## Brano fornito
Scuola
Quando il libro di testo è un extra budget
È tempo di acquistare i libri per il prossimo anno scolastico e sempre più spesso ci sono materie che non prevedono nessun testo. Non per scelta, ma per colpa di un tetto di spesa che non viene aggiornato dal lontanissimo 2012. I prof così sono costretti a rinunciare ai libri. Ma se dietro questo problema si celassero nuove opportunità?
Luglio è il mese in cui le famiglie iniziano la ricerca dei libri scolastici da mettere nello zaino a settembre. Capita sempre più di frequente che negli elenchi pubblicati dalle scuole manchino i testi di alcune materie. Alla richiesta di chiarimenti, le segreterie scolastiche rispondono che come da normativa: «il Collegio dei docenti adotta i libri di testo in coerenza con il piano dell’offerta formativa, con l’ordinamento scolastico e con il limite di spesa stabilito per ciascuna classe di corso». Di fatto il problema è che il tetto massimo previsto per i libri, per cercare di mettere un limite alla spesa che le famiglie devono sostenere, non viene aggiornato da più di un decennio e così gli aumenti dei prezzi dei libri obbligano i consigli di classe a rinunciare a qualche libro.
Il Parlamento nel convertire in legge il decreto legge Sport e scuola (è stato approvato in via definitiva il 23 luglio 2024) ha disposto che nel Decreto legge 25 giugno 2008, che regola i tetti di spesa e il loro aggiornamento annuale, sia inserita la frase «I tetti di spesa di cui alla presente lettera sono adeguati al tasso di inflazione programmata». L’articolo in questione è il 14-ter, riferito a misure urgenti in materia di welfare studentesco. Si tratta di un passo in avanti? Sì e no. nel senso che è utile solo se, come previsto peraltro dalla norma del 2008, il ministro dell’istruzione ogni anno emanasse il decreto che definisce i tetti di spesa.
Il tetto per arginare il caro-libri
L’articolo 27 della legge 448 del 1998, infatti, ha introdotto per la prima volta un tetto alla spesa delle famiglie per i testi scolastici. Secondo la norma spettava al ministero dell’istruzione individuare ogni anno con un decreto i criteri per la determinazione del prezzo massimo complessivo della dotazione libraria necessaria per ciascun anno della scuola dell’obbligo. Questo valore doveva essere assunto come limite all’interno del quale i docenti dovevano fare le proprie scelte.
Dieci anni dopo la disciplina è stata rivista con il Decreto legge 112 del 2008 che all’articolo 15 ribadisce che il prezzo dei libri di testo nella scuola primaria e i tetti di spesa dell’intera dotazione libraria necessaria per ciascun anno della scuola secondaria di primo e di secondo grado devono essere stabiliti con decreto di natura non regolamentare del Ministro dell’istruzione.

## Contenuto dei dati
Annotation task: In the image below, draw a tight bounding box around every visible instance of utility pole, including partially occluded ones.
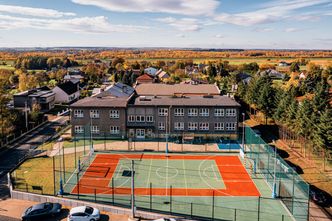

## Obiettivo dichiarato
Quale norma ha introdotto per la prima volta un tetto alla spesa delle famiglie per i testi scolastici, secondo il brano sul caro-libri?

## Risultato finale
L'articolo 27 della legge 448 del 1998.